» **Written exercise A**
Copy the interview text word for word, starting at the words "On 26 January" and stopping after "on the scene?".
» **Written exercise B**
Rescale the records starting at the line that contains "Would you mind pointing out the sand" and continuing through the end of the records, repeating every line including the requests. Multiply each point coordinate by 1.2, round it to a whole number with halves rounded up, and return only those lines.

» **Provided text**
____

The material was also re-released as a split with At the Gates’ "Gardens of Grief” EP as well by Century Media in 2001, how did it happen? Were you aware of this release?
Goatspell: "This was done behind our backs, no one is happy with that release, it is official, but we haven´t seen a penny from it.”
Virgintaker: "Don’t know.”

On 26 January 2007 you played some songs at the release party of the Swedish Death Metal book and decided to reunite. What about this book as a whole? Do you think that Sweden became the home of the European Death Metal movement and had a very big importance on the scene?
Goatspell: "I think this book is fantastic, it tells the true story of what happened at the turn of the last decade. Also, the way it was written, in the same enthusiastic style as the fanzines from that period, paints a full picture of the feeling back then. I am happy that Daniel put this project together, it´s a great read! About Sweden being some sort of Death Metal capital I don´t know, it´s not up to me to judge that. Some of the bands involved in the scene has caused a great ruckus and had international careers, so something must have been good! Right?”
Virgintaker: "Everyone should get the book. And almost everyone has… I think its sales have actually broken a few records. Well done Daniel! The story behind the gig is that me and Kristian met in Stockholm while he was here exibiting his art at a Metal expo. Daniel came over while we where talking and we started talking about a Grotesque reunion for the release of the book. Said and done. Daniel claims this in his book. I wouldn’t really know.”

How did the show go? Didn’t you think about playing more shows? What about the line up and the setlist as a whole?
Goatspell: "The gig was fun, it was weird for sure , trying to recapture that teenage aggression and angst at the age of thirty-something, but because of the fact that the audience was solely compromised by people that were around when it "happened” originally with members from merciless, grave, treblinka, dismember, morbid, obscurity, macrodex etc. it made it easier to cope with. The line up was me – vocals, Kristian – guitars, Offensor – drums, Insulter (Johan) – session guitars and Pernordgren – bass. We played ‘Incantation’, ‘Blood Runs From The Altar’, ‘Spawn Of Azathoth’, ‘Ripped From The Cross’ and ‘Submit To Death’. It was a weird but great night. NIRVANA 2002 and INTERMENT played as well….”
Virgintaker: "The show was fantastic. The crowd was insane, we were at the height of our game. We where all covered in black paint, as was the entire backstage area. Tompa was drinking the paint from a skull and spewing it into the crowd. What an entertainer! My brothers (and fellow bandmembers of AUTOTRASH) who where in the audience claimed it was pure genius. At the end of the show we where all really psyched up for alot more shows. At least almost all of us… We were offered several shows right away and everyone was thrilled to be back in action. We were all prepared to do a show in Gothenburg at a major venue when Tompa all of a sudden decides that he doesn’t want to do it. With no explanation and without consulting any of us he just called it of. The booker called me, furious of course, while I was away on holiday. I was in shock. Apparently she (the booker) had arranged all kinds of cool / weird stuff, like topless nuns serving Jaegermeister…!! The band on the reunion night was: Goatspell on throat and ink-skull, Necrolord on main strings, Insulter also on strings, Virgintaker on thunderbird, Offensor on skins. The set list as it was played: ‘The Thirteen Bells Of Doom’, ‘Blood Runs From The Altar’, ‘Submit To Death’, ‘Spawn Of Azathoth’, ‘Incantation’ and ‘Ripped From The Cross’.”

____

» **Provided information**
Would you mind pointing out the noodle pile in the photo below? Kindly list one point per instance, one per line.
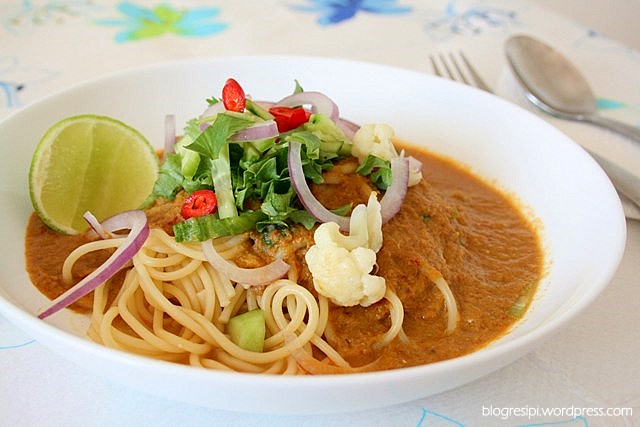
(173, 305)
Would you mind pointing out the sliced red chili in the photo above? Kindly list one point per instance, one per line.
(288, 118)
(198, 203)
(233, 96)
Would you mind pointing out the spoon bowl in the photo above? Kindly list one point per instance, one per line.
(555, 85)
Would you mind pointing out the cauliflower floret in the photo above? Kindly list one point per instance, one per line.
(373, 139)
(341, 265)
(343, 276)
(376, 139)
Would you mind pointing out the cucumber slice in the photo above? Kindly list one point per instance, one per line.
(247, 330)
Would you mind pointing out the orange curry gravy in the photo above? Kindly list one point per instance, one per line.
(478, 238)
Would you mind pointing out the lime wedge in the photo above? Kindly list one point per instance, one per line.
(90, 163)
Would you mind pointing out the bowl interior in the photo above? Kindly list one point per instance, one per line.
(563, 190)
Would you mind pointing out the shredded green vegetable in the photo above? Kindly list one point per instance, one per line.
(250, 178)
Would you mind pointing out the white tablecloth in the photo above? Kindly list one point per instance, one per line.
(48, 45)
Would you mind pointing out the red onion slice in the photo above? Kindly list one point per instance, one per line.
(95, 225)
(306, 197)
(261, 130)
(320, 103)
(136, 221)
(247, 276)
(394, 196)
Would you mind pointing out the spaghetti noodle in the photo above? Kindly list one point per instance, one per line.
(174, 306)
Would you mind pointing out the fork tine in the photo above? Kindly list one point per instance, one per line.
(460, 74)
(474, 74)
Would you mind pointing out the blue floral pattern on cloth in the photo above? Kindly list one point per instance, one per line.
(30, 14)
(142, 23)
(468, 20)
(336, 11)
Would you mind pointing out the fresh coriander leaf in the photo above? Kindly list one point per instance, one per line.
(213, 138)
(378, 170)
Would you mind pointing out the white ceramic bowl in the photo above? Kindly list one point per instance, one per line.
(582, 221)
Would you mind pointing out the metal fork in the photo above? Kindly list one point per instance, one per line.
(450, 67)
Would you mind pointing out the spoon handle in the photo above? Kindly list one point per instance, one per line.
(627, 184)
(630, 132)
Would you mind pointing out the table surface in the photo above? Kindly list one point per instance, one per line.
(591, 363)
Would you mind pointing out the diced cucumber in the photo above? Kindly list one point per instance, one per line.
(247, 330)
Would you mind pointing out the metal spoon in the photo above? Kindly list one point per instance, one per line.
(555, 86)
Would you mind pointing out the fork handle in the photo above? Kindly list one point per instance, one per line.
(624, 129)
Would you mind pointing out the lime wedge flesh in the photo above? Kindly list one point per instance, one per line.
(90, 163)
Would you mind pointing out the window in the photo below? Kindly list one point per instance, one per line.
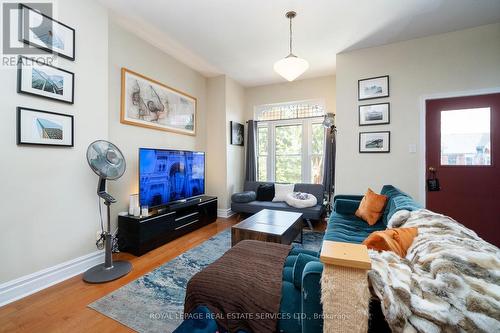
(290, 149)
(465, 137)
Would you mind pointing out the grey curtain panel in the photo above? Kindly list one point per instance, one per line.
(329, 162)
(251, 154)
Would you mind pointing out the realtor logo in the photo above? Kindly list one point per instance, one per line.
(20, 25)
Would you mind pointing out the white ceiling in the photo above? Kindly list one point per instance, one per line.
(243, 38)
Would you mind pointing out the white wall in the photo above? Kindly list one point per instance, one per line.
(216, 139)
(225, 166)
(458, 61)
(316, 88)
(235, 111)
(129, 51)
(48, 201)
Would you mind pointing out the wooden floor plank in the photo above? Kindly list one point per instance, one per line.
(63, 307)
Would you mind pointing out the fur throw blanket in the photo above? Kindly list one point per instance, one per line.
(449, 280)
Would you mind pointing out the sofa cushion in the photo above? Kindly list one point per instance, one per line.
(398, 200)
(244, 197)
(290, 306)
(371, 207)
(318, 190)
(265, 192)
(346, 206)
(281, 191)
(301, 200)
(349, 228)
(298, 268)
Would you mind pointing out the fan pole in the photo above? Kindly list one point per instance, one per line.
(108, 271)
(108, 240)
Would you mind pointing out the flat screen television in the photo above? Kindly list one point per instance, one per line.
(166, 176)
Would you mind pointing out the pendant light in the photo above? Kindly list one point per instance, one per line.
(291, 67)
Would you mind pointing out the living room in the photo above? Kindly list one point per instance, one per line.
(354, 134)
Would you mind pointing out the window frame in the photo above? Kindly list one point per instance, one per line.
(465, 165)
(306, 154)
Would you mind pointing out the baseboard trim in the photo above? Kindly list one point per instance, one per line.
(29, 284)
(225, 213)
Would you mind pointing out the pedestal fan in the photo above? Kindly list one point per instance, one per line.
(107, 161)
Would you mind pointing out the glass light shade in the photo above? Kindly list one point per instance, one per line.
(291, 67)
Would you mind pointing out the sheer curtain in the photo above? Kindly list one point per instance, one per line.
(250, 158)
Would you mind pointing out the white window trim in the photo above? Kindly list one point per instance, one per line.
(306, 142)
(259, 109)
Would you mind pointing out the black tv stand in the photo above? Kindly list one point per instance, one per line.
(138, 235)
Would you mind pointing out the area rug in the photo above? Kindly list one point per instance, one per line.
(154, 302)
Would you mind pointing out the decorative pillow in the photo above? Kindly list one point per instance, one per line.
(244, 197)
(265, 192)
(398, 218)
(281, 191)
(396, 240)
(301, 200)
(371, 207)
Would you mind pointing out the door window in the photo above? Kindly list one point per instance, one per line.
(466, 137)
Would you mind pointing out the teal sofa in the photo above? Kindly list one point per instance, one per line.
(300, 307)
(301, 291)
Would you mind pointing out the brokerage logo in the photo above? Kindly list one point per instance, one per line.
(22, 24)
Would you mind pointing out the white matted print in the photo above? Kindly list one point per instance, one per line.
(45, 33)
(375, 142)
(149, 103)
(375, 87)
(43, 80)
(37, 127)
(374, 114)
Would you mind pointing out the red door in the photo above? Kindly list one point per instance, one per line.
(463, 146)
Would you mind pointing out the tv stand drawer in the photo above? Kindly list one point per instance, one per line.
(140, 235)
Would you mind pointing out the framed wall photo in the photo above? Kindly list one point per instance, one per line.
(375, 87)
(375, 142)
(151, 104)
(374, 114)
(45, 33)
(237, 133)
(44, 80)
(37, 127)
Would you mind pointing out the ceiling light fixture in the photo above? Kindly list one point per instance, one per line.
(291, 67)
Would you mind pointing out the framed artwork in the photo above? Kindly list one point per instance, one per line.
(45, 33)
(44, 80)
(237, 133)
(375, 142)
(37, 127)
(375, 87)
(374, 114)
(149, 103)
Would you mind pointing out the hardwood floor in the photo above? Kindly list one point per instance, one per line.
(63, 307)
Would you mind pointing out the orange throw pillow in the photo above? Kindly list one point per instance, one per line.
(371, 207)
(397, 240)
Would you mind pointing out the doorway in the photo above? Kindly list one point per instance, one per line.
(463, 161)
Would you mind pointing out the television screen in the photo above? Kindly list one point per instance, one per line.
(170, 175)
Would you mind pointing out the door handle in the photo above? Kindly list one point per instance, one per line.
(433, 182)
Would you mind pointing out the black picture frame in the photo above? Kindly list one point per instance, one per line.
(375, 124)
(375, 152)
(235, 127)
(19, 128)
(373, 78)
(33, 93)
(23, 39)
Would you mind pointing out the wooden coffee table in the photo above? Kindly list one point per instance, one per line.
(269, 226)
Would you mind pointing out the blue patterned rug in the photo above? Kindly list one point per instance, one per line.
(155, 301)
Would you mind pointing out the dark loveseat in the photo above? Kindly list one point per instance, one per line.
(310, 213)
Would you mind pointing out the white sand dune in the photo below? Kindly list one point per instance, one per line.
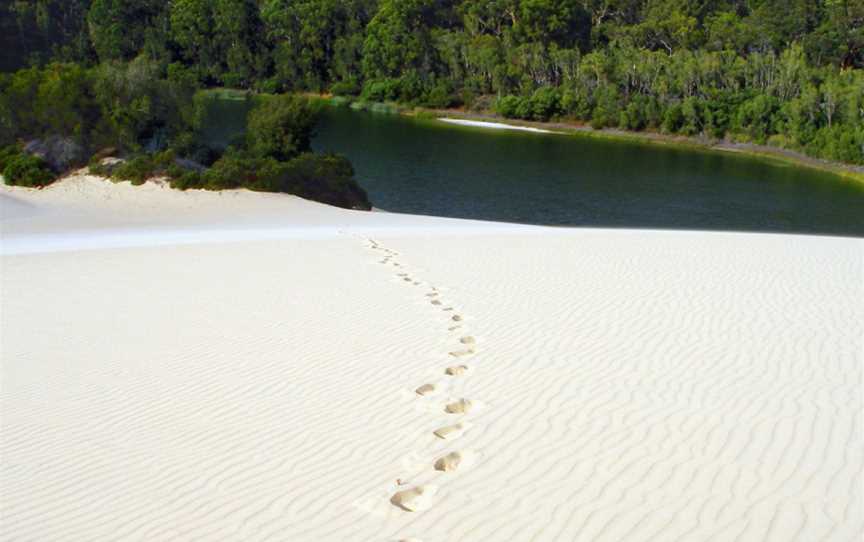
(197, 366)
(496, 125)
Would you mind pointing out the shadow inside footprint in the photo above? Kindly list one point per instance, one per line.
(449, 432)
(462, 406)
(414, 499)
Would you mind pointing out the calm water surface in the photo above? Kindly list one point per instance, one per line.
(433, 168)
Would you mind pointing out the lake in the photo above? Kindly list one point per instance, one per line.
(425, 166)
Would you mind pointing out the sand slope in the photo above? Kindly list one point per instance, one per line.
(619, 385)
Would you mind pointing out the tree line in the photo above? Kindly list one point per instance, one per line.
(782, 72)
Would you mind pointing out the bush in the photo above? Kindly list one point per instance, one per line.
(381, 90)
(345, 88)
(327, 178)
(440, 96)
(545, 104)
(281, 127)
(508, 106)
(21, 169)
(145, 166)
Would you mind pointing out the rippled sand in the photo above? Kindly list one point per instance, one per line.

____

» **Exercise solution A**
On 26 January 2007 you played some songs at the release party of the Swedish Death Metal book and decided to reunite. What about this book as a whole? Do you think that Sweden became the home of the European Death Metal movement and had a very big importance on the scene?

» **Exercise solution B**
Would you mind pointing out the sand slope in the photo above? Kindly list one point per instance, one per line.
(743, 462)
Would you mind pointing out the tree line in the photo above? Kindly list one point per instance, one per line.
(938, 86)
Would you mind pointing out the bush in the photo above? Kindly list one point per instance, one per line.
(457, 108)
(414, 106)
(392, 214)
(528, 115)
(654, 125)
(337, 152)
(610, 127)
(25, 203)
(174, 199)
Would you mind pointing out the rippled sand in the photo above? Kindly list one point per instance, one per line.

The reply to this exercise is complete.